Круглый стол с участием Александра Бараша, Андрея Грицмана, Инны Кулишовой, Леонида Костюкова, Александры Юнко, Василя Махно
Опубликовано в журнале Интерпоэзия, номер 4, 2009
ПОСТСОВЕТСКОЕ ПРОСТРАНСТВО В СОВРЕМЕННОЙ РУССКОЙ ПОЭЗИИ,
“МЕТАФИЗИЧЕСКАЯ ТОПОГРАФИЯ”, РОДНОЕ И ИНОЕ
Круглый стол. Ведущий – Александр Бараш.
Участники: Андрей Грицман, Инна Кулишова, Леонид Костюков, Александра Юнко, Василь Махно
Александр Бараш (Иерусалим, Израиль)
Круглый стол “Постсоветское пространство в современной русской поэзии, “метафизическая топография”, родное и иное” был проведен во время Шестой Биеннале поэтов в Москве 26 ноября 2009 года. Этот разговор – часть серии обсуждений еще более общей темы: “Международная русская литература”. Когда я впервые предложил этот термин, более десяти лет назад, на русско-израильском семинаре в Тель-Авиве, внимание было уделено, главным образом, возможностям русской литературы в Израиле. На недавнем обсуждении, в мае 2009 года в Москве, речь шла в первую очередь о соотношении “центра” и провинции (см.: http://magazines.russ.ru/km/anons/club/190509/photo.html). Сейчас же мы попытались посмотреть “изнутри” – понять точку зрения поэтов из разных точек русскоязычного пространства.

━━━

- [ЗАДАНИЯ]
(1) Перечислите всех, кто назван в тексте о круглом столе в строке, начинающейся со слова «Участники:».
(2) Верните без изменений фрагмент текста о круглом столе, который начинается словами «Круглый стол с» и заканчивается словами «Ведущий – Александр Бараш.».

- [ПРЕДОСТАВЛЕННЫЕ ЗАПИСИ]
━━━

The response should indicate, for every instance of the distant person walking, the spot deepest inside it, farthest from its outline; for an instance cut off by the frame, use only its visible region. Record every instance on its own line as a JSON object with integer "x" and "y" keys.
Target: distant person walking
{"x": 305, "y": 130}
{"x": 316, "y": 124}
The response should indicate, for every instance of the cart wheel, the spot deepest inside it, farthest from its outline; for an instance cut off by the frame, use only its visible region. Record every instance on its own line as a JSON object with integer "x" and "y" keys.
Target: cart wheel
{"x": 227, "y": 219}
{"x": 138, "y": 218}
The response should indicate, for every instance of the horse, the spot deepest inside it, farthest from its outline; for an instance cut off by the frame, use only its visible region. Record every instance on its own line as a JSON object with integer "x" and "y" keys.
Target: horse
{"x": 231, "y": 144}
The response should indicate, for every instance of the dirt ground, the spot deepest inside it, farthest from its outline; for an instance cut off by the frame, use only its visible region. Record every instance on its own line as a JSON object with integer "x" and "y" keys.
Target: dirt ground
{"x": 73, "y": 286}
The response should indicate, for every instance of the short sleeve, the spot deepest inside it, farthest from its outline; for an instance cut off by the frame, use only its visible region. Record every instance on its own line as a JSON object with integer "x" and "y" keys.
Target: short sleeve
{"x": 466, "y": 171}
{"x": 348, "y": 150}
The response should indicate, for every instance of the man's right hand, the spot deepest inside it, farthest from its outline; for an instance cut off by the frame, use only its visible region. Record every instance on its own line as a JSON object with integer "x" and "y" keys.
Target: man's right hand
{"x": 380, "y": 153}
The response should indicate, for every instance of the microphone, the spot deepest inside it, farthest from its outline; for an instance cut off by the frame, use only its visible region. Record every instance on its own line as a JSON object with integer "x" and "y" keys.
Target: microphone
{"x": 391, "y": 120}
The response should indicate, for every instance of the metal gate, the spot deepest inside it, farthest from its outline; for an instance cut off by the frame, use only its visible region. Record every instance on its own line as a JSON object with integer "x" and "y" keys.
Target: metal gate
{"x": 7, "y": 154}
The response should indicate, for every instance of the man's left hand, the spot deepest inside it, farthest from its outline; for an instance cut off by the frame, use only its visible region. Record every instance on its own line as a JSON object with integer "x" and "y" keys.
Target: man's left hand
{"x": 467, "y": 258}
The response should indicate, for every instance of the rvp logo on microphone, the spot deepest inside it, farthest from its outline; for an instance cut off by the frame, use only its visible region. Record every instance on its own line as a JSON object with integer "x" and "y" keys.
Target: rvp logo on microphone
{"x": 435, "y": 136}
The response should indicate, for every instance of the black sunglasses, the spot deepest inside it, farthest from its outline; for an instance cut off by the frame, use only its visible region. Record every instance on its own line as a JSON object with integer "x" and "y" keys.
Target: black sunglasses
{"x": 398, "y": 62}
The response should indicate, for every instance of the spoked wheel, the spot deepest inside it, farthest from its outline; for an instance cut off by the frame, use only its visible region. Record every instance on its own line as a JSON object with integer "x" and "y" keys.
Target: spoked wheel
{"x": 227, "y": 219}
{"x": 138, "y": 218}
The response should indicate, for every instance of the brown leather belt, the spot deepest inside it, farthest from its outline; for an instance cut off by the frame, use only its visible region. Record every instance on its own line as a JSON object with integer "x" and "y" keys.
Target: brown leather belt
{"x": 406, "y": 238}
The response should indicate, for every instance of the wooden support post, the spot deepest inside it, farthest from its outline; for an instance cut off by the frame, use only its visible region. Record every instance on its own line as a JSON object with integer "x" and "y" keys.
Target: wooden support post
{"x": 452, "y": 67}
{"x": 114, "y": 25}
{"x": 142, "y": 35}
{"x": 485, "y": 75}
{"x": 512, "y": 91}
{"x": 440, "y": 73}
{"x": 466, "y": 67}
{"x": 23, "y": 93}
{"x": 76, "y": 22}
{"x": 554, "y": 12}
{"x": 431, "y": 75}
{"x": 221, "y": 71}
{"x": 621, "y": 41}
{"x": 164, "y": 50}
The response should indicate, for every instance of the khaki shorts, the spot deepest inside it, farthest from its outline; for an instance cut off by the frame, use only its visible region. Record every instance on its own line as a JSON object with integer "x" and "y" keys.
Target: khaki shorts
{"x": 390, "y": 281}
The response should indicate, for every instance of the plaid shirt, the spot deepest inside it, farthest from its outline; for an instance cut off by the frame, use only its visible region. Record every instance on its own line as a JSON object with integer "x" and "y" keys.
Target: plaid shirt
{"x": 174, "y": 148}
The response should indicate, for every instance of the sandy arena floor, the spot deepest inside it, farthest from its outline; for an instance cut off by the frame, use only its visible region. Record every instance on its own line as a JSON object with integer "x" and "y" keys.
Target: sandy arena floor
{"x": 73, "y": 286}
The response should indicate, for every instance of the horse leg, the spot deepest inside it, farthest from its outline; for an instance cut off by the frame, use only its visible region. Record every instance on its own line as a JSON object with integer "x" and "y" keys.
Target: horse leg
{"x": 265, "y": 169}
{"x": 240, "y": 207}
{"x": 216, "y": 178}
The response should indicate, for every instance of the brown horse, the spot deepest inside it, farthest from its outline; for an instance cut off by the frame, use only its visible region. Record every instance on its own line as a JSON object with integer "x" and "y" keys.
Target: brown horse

━━━

- [ОЖИДАЕМЫЕ РЕЗУЛЬТАТЫ]
(1) Андрей Грицман, Инна Кулишова, Леонид Костюков, Александра Юнко, Василь Махно

(2)
Круглый стол с участием Александра Бараша, Андрея Грицмана, Инны Кулишовой, Леонида Костюкова, Александры Юнко, Василя Махно
Опубликовано в журнале Интерпоэзия, номер 4, 2009
ПОСТСОВЕТСКОЕ ПРОСТРАНСТВО В СОВРЕМЕННОЙ РУССКОЙ ПОЭЗИИ,
“МЕТАФИЗИЧЕСКАЯ ТОПОГРАФИЯ”, РОДНОЕ И ИНОЕ
Круглый стол. Ведущий – Александр Бараш.